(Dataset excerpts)
--------------------

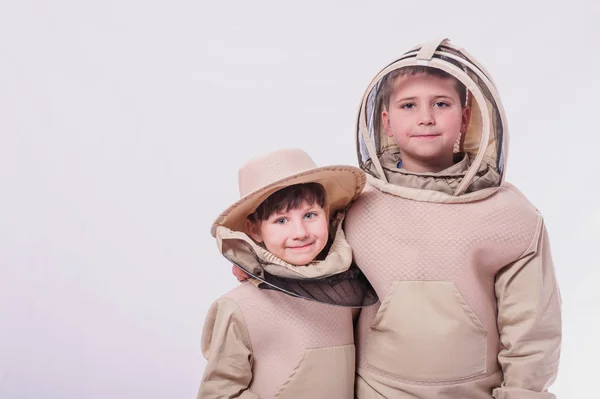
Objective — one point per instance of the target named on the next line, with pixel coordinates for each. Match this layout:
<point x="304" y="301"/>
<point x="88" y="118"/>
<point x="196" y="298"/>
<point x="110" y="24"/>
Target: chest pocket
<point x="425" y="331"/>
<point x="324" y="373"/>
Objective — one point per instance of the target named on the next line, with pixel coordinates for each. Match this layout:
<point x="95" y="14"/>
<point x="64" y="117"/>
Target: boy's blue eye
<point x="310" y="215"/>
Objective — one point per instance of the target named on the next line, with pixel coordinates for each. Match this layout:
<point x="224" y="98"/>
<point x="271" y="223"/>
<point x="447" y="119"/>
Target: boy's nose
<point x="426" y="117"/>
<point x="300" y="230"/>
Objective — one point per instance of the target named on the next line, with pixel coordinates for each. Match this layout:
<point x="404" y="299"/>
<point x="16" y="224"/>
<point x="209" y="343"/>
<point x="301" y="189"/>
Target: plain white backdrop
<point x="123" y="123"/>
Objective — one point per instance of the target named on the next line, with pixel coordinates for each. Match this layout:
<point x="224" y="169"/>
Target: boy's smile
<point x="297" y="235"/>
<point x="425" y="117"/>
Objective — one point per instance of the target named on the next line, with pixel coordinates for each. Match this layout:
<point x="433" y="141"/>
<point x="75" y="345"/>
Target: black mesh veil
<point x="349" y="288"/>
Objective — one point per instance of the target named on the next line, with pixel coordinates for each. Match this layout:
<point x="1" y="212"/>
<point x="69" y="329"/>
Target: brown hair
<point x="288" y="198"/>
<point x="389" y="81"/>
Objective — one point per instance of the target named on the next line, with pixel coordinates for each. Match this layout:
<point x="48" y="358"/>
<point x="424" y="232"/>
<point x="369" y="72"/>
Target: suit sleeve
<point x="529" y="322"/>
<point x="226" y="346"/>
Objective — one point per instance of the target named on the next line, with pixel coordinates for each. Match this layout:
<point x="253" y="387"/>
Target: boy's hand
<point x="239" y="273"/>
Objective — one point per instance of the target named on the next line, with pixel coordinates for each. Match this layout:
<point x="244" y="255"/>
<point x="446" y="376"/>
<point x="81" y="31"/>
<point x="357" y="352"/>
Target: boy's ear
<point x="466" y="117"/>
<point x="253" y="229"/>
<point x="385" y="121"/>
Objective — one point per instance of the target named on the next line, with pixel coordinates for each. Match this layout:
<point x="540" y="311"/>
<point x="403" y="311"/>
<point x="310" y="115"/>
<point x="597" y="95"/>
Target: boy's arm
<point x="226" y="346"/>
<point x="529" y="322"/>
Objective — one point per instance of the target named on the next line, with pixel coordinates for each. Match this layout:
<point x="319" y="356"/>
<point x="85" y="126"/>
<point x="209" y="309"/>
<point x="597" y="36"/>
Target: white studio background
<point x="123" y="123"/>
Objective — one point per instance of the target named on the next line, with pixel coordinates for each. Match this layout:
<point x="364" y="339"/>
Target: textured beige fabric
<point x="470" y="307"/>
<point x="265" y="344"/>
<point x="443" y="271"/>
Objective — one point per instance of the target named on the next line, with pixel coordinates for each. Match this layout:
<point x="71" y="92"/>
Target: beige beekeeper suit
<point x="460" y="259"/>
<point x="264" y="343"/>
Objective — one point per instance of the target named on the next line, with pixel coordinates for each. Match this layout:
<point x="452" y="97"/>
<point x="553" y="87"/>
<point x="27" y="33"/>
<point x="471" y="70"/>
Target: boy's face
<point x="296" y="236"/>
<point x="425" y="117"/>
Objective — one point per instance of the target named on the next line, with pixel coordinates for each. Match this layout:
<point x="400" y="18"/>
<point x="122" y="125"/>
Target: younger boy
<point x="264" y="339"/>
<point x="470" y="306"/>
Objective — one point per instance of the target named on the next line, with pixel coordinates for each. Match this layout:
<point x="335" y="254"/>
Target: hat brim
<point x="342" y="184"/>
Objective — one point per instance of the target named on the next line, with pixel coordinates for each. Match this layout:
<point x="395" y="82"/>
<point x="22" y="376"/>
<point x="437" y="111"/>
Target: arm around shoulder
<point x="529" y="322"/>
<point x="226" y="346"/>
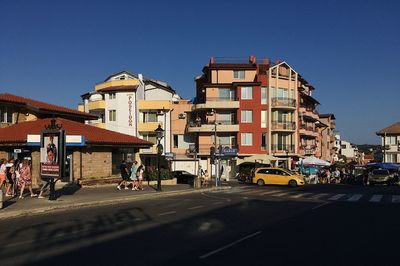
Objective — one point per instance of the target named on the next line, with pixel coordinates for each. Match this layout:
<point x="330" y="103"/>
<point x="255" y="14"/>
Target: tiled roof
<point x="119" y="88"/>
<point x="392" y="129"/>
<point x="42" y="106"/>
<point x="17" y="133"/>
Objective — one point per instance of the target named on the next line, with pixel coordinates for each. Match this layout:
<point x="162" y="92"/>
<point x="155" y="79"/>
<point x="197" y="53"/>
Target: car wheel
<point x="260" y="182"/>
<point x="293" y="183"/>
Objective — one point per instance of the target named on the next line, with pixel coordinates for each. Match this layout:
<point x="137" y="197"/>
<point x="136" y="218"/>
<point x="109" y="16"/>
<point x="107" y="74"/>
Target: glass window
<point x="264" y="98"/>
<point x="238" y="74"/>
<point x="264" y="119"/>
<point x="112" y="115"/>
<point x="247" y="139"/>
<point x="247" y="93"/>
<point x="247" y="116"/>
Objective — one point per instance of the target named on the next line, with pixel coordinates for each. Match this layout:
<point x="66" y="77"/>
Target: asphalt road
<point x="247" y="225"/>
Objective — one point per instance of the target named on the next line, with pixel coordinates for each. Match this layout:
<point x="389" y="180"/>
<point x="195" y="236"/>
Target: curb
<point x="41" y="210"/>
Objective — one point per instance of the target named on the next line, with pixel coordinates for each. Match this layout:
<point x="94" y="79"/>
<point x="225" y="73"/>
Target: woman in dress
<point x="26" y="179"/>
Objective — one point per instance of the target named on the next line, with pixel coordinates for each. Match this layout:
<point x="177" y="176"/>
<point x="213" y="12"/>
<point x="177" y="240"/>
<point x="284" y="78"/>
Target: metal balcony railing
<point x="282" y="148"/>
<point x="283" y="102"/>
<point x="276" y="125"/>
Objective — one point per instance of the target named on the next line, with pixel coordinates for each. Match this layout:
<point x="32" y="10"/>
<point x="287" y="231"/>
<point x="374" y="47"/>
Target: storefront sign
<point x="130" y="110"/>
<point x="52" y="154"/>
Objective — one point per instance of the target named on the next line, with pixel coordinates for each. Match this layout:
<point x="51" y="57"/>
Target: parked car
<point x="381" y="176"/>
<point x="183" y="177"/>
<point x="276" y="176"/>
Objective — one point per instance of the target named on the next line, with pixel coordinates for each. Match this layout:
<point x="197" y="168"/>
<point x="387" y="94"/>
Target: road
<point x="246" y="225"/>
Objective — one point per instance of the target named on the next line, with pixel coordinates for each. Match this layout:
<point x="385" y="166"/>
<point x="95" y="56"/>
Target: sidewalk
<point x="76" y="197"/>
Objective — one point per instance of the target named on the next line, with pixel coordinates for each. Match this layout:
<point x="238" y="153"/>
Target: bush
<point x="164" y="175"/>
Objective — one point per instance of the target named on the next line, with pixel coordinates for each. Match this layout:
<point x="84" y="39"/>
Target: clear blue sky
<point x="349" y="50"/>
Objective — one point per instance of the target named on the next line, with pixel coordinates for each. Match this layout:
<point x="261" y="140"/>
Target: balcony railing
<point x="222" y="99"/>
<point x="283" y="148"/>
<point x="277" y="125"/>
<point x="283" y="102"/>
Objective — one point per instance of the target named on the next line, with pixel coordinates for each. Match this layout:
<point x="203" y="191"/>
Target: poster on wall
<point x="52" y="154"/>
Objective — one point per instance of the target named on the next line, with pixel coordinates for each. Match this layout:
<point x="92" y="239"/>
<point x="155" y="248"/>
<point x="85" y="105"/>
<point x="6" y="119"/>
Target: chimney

--------------------

# Prompt
The data above must be written out again word for word, without its pictures.

# Answer to this exercise
Objective — one point per instance of the target named on the next line, with pixel coordinates for each. Match this layout:
<point x="304" y="301"/>
<point x="88" y="118"/>
<point x="196" y="298"/>
<point x="110" y="24"/>
Target: chest pocket
<point x="425" y="331"/>
<point x="324" y="373"/>
Objective — one point per instance of the target named on the next line, with pixel coordinates for each. Match this layout:
<point x="95" y="14"/>
<point x="64" y="117"/>
Target: boy's blue eye
<point x="310" y="215"/>
Objective — one point per instance of the target named on the next line, with pixel coordinates for each. Match this layout:
<point x="224" y="98"/>
<point x="271" y="223"/>
<point x="447" y="119"/>
Target: boy's nose
<point x="426" y="117"/>
<point x="300" y="230"/>
Objective — one point per instance of the target named on the next line, with pixel coordinates for each. Match this layout:
<point x="404" y="299"/>
<point x="16" y="224"/>
<point x="209" y="343"/>
<point x="301" y="189"/>
Target: plain white backdrop
<point x="123" y="123"/>
Objective — one point per instance of the target named on the next line, with pixel coordinates for each. Match this layout:
<point x="224" y="169"/>
Target: boy's smile
<point x="297" y="235"/>
<point x="425" y="117"/>
Objective — one point per instance of the target named on the next line, with pixel coordinates for each. Match this layout:
<point x="433" y="141"/>
<point x="75" y="345"/>
Target: black mesh veil
<point x="349" y="288"/>
Objective — one point per instance of the target named on the next line, with pixel coordinates for each. Match this layout:
<point x="1" y="212"/>
<point x="69" y="329"/>
Target: brown hair
<point x="288" y="198"/>
<point x="389" y="81"/>
Objective — one point per instance of the target named on the next line, with pixel coordinates for each. Match this layout:
<point x="48" y="358"/>
<point x="424" y="232"/>
<point x="369" y="72"/>
Target: suit sleeve
<point x="529" y="322"/>
<point x="226" y="346"/>
Objective — one point per instance of the target named on the next line, with pixel coordinates for each. Match this layout:
<point x="253" y="387"/>
Target: boy's hand
<point x="239" y="273"/>
Objective — one point per instance of the target named on the next line, with pixel coordinates for each. Match this layout:
<point x="244" y="255"/>
<point x="446" y="376"/>
<point x="81" y="31"/>
<point x="357" y="352"/>
Target: boy's ear
<point x="466" y="117"/>
<point x="253" y="229"/>
<point x="385" y="121"/>
Objective — one point per instance of the target named on the next line, with pixel coordinates for each. Match this layout:
<point x="540" y="311"/>
<point x="403" y="311"/>
<point x="310" y="115"/>
<point x="597" y="95"/>
Target: boy's arm
<point x="226" y="346"/>
<point x="529" y="322"/>
Objective — one point per instance of the target named on the next line, with pixel coordinates for each. Match this layout:
<point x="319" y="356"/>
<point x="85" y="126"/>
<point x="209" y="309"/>
<point x="597" y="36"/>
Target: white studio background
<point x="123" y="123"/>
Objective — one point per instance of the target named on the next line, with pixel coordinates for each. Match this layout:
<point x="364" y="339"/>
Target: textured beige fabric
<point x="470" y="307"/>
<point x="265" y="344"/>
<point x="443" y="271"/>
Objective — one point per instance of the target named on the next line, with pixel coordinates for each. Match this layout:
<point x="71" y="92"/>
Target: beige beekeeper suit
<point x="460" y="259"/>
<point x="264" y="343"/>
Objective — one point per instance of the target named on the next line, with pixel coordinates for each. Match this layout:
<point x="452" y="97"/>
<point x="553" y="87"/>
<point x="27" y="33"/>
<point x="471" y="70"/>
Target: boy's face
<point x="296" y="236"/>
<point x="425" y="117"/>
Objective — one point per instance of the target named on the next line, with pixel coordinates for each. Match this layout:
<point x="400" y="18"/>
<point x="122" y="125"/>
Target: younger boy
<point x="264" y="339"/>
<point x="470" y="306"/>
Objective — one point per instance of the target named on the next line, with pixel coordinates for each. Match this layout:
<point x="335" y="254"/>
Target: hat brim
<point x="342" y="184"/>
Objective — one point per instance of the target named on the next line, with pixel coordinates for each. Match this layout:
<point x="395" y="82"/>
<point x="22" y="376"/>
<point x="437" y="111"/>
Target: arm around shoulder
<point x="529" y="322"/>
<point x="226" y="346"/>
Objective — one point per instance of the target named on the next line, with pixel coordinates for each. Match this layout:
<point x="330" y="103"/>
<point x="255" y="14"/>
Target: tiled roof
<point x="119" y="88"/>
<point x="392" y="129"/>
<point x="42" y="106"/>
<point x="17" y="133"/>
Objective — one point per instance of the target named on the next line, with pixel coordinates for each. Match this layout:
<point x="162" y="92"/>
<point x="155" y="79"/>
<point x="197" y="53"/>
Target: car wheel
<point x="260" y="182"/>
<point x="293" y="183"/>
Objective — one point per instance of the target named on the next line, with pixel coordinates for each. Match this layout:
<point x="137" y="197"/>
<point x="136" y="218"/>
<point x="109" y="16"/>
<point x="107" y="74"/>
Target: glass window
<point x="264" y="98"/>
<point x="238" y="74"/>
<point x="264" y="119"/>
<point x="112" y="115"/>
<point x="247" y="139"/>
<point x="247" y="93"/>
<point x="247" y="116"/>
Objective — one point per instance of the target named on the next line, with pixel coordinates for each. Match this layout:
<point x="66" y="77"/>
Target: asphalt road
<point x="247" y="225"/>
Objective — one point per instance of the target named on the next line, with pixel coordinates for each. Match this layout:
<point x="389" y="180"/>
<point x="195" y="236"/>
Target: curb
<point x="41" y="210"/>
Objective — one point per instance of the target named on the next line, with pixel coordinates for each. Match this layout:
<point x="94" y="79"/>
<point x="225" y="73"/>
Target: woman in dress
<point x="26" y="179"/>
Objective — one point per instance of the target named on the next line, with pixel coordinates for each. Match this layout:
<point x="177" y="176"/>
<point x="213" y="12"/>
<point x="177" y="240"/>
<point x="284" y="78"/>
Target: metal balcony railing
<point x="282" y="148"/>
<point x="283" y="102"/>
<point x="276" y="125"/>
Objective — one point per instance of the target named on the next line, with pixel coordinates for each. Match this layout:
<point x="32" y="10"/>
<point x="287" y="231"/>
<point x="374" y="47"/>
Target: storefront sign
<point x="130" y="110"/>
<point x="52" y="154"/>
Objective — one point per instance of the target named on the next line, with pixel coordinates for each. Match this layout:
<point x="51" y="57"/>
Target: parked car
<point x="381" y="176"/>
<point x="183" y="177"/>
<point x="276" y="176"/>
Objective — one point per instance of the target named on the next line, with pixel coordinates for each. Match this layout:
<point x="197" y="168"/>
<point x="387" y="94"/>
Target: road
<point x="246" y="225"/>
Objective — one point per instance of the target named on the next line, with pixel coordinates for each. Match this layout:
<point x="385" y="166"/>
<point x="95" y="56"/>
Target: sidewalk
<point x="76" y="197"/>
Objective — one point per instance of the target named on the next line, with pixel coordinates for each. Match this layout:
<point x="238" y="153"/>
Target: bush
<point x="164" y="175"/>
Objective — one point per instance of the target named on the next line, with pixel coordinates for each. Match this layout:
<point x="84" y="39"/>
Target: clear blue sky
<point x="349" y="50"/>
Objective — one point per instance of the target named on the next line, with pixel coordinates for each. Match this layout:
<point x="261" y="140"/>
Target: balcony railing
<point x="222" y="99"/>
<point x="283" y="148"/>
<point x="277" y="125"/>
<point x="283" y="102"/>
Objective — one point per instance of the target named on the next line, with pixel coordinates for each. Match this layout:
<point x="203" y="191"/>
Target: poster on wall
<point x="52" y="154"/>
Objective — one point per instance of the target named on the next line, with pixel coordinates for each. Match this layout:
<point x="92" y="239"/>
<point x="155" y="248"/>
<point x="85" y="105"/>
<point x="6" y="119"/>
Target: chimney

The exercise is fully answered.